▶ **Descripción del problema**
Reproduce todas las líneas del tramo que va desde el inicio de los ítems hasta la línea que contiene "[[[697,239],[694,4],[459,61],[457,236]]]", ambos extremos incluidos, desplazando en -55 cada número de las coordenadas de los polígonos. Deja el resto de las líneas intacto.

(Datos almacenados)
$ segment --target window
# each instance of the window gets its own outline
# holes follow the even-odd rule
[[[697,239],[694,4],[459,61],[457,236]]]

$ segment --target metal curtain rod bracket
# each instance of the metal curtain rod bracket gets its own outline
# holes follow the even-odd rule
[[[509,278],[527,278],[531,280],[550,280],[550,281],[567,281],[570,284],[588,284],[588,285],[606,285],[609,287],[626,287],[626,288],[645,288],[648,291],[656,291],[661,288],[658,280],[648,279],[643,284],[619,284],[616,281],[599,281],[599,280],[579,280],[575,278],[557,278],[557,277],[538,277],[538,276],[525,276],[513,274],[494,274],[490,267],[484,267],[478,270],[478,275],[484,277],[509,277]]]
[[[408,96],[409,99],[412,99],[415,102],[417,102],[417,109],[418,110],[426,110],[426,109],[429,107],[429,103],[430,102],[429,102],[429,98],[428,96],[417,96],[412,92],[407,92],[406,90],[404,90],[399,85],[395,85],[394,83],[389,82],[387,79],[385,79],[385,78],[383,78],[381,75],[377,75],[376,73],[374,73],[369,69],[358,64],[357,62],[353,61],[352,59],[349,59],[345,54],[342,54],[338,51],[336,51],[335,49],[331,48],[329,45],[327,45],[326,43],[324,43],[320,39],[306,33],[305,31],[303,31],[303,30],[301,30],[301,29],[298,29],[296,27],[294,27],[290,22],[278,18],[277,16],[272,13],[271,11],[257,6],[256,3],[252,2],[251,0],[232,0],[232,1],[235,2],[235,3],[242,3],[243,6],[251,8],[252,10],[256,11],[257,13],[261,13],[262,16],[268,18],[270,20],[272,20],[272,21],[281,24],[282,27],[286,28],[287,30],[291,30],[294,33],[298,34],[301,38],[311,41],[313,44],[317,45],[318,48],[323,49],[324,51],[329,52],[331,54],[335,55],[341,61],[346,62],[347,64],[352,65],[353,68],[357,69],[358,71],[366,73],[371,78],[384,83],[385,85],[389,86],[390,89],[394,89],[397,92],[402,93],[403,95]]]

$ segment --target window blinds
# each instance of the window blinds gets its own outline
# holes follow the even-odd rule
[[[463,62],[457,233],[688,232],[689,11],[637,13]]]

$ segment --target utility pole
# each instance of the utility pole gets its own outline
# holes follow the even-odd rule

▶ **Solución de la tarea**
$ segment --target window
# each instance of the window gets its own outline
# holes follow the even-odd rule
[[[642,184],[639,-51],[404,6],[402,181]]]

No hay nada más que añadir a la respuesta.